◆ **PROBLEMS AND TASKS**:
- a) Please rewrite the clustering excerpt from "sil_pam8 <- silhouette(pam8$cluster, dist(l_data_z))" to "pam8$cluster), digits = 2)", putting "silhouette_pam8" in place of "sil_pam8".
- b) Extend the clustering excerpt beyond its final sentence.

◆ **SELECTED EXCERPT**:
As in the previous analysis, the clustering process begins with determining the optimal number of clusters using the elbow method and the silhouette statistic.
plot_wws_pam <- fviz_nbclust(l_data_z, pam, method = "wss")
plot_silhouette_pam <- fviz_nbclust(l_data_z, pam, method = "silhouette")
grid.arrange(plot_wws_pam, plot_silhouette_pam, ncol=2)
The elbow plot indicates a clear reduction in within-cluster variance up to five clusters, after which improvements become marginal. The silhouette analysis reaches its maximum at eight clusters; however, the increase relative to lower values of k is small, suggesting a plateau rather than a distinct optimum. To ensure robustness, both five- and eight-cluster solutions are evaluated using the average silhouette width and the Calinski–Harabasz index to determine which number of clusters provides a better fit to the data.
set.seed(3)
pam8 <- pam(l_data_z, 8)
sil_pam8 <- silhouette(pam8$cluster, dist(l_data_z))
fviz_silhouette(sil_pam8)
## cluster size ave.sil.width
## 1 1 45 0.22
## 2 2 31 0.19
## 3 3 42 0.36
## 4 4 4 0.38
## 5 5 11 0.40
## 6 6 36 0.24
## 7 7 13 0.12
## 8 8 5 0.33
round(calinhara(l_data_z, pam8$cluster), digits = 2)
## [1] 60.64
The eight-cluster solution achieves an average silhouette width of 0.26 and a Calinski–Harabasz index of 60.64.
set.seed(3)
pam5 <- pam(l_data_z, 5)
sil_pam5 <- silhouette(pam5$cluster, dist(l_data_z))
fviz_silhouette(sil_pam5)
## cluster size ave.sil.width
## 1 1 49 0.27
## 2 2 47 0.35
## 3 3 43 0.13
## 4 4 43 0.24
## 5 5 5 0.33
round(calinhara(l_data_z, pam5$cluster), digits = 2)
## [1] 68.74
The five-cluster solution achieves an average silhouette width of 0.26 and a Calinski–Harabasz index of 68.74. The Calinski-Harabasz index is slightly higher than in the eight-cluster solution. Therefore, the five-cluster solution is selected as the final model.
pam_clusters <- fviz_cluster(pam5, data = l_data_z, frame = FALSE, geom = "point", main = "PAM (k=5)")
pam_clusters
Cluster labels are assigned to the dataset, and information on the silhouette width and Calinski–Harabasz index is stored for subsequent analysis.

◆ **DATA SECTION**:
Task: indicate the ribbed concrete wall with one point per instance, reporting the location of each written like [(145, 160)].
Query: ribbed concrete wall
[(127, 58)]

◆ **OUTPUTS IN ORDER**:
- a)
silhouette_pam8 <- silhouette(pam8$cluster, dist(l_data_z))
fviz_silhouette(silhouette_pam8)
## cluster size ave.sil.width
## 1 1 45 0.22
## 2 2 31 0.19
## 3 3 42 0.36
## 4 4 4 0.38
## 5 5 11 0.40
## 6 6 36 0.24
## 7 7 13 0.12
## 8 8 5 0.33
round(calinhara(l_data_z, pam8$cluster), digits = 2)

- b)
leagues$pam_clusters <- pam5$cluster
pam_desc <- c("PAM", round(mean(sil_pam5[,3]),2), round(calinhara(l_data_z, pam5$cluster), digits = 2))
The final algorithm applied in this study is hierarchical clustering, implemented using both agglomerative and divisive approaches. Given that the K-means and PAM analyses identified four and five clusters, respectively, both cluster numbers are subsequently examined within the hierarchical clustering framework for comparison.
As an initial step, the most appropriate linkage method is selected for agglomerative hierarchical clustering.
m <- c( "average", "single", "complete", "ward")
names(m) <- c( "average", "single", "complete", "ward")
ac <- function(x) {
agnes(l_data_z, method = x)$ac
}
map_dbl(m, ac)
## average single complete ward
## 0.9452725 0.9209757 0.9498708 0.9675469
The Ward linkage method is identified as the most suitable approach, achieving the highest agglomerative coefficient, with a value close to 0.968.
aggl <- agnes(l_data_z, method = "ward")
round(aggl$ac, digits=2)
## [1] 0.97
pltree(aggl, cex = 0.6, hang = -1, main = "Dendrogram - agglomerative approach")
set.seed(3)
hc_agg5 <- cutree(aggl, k = 5)
sil_agg5 <- silhouette(hc_agg5, dist(l_data_z))
fviz_silhouette(sil_agg5)
## cluster size ave.sil.width
## 1 1 40 0.34
## 2 2 116 0.21
## 3 3 4 0.51
## 4 4 22 0.42
## 5 5 5 0.33
round(calinhara(l_data_z, hc_agg5), digits = 2)
## [1] 61.45
The hierarchical clustering solution achieves an average silhouette width of 0.27 and a Calinski–Harabasz index of 61.45, indicating a moderate clustering structure.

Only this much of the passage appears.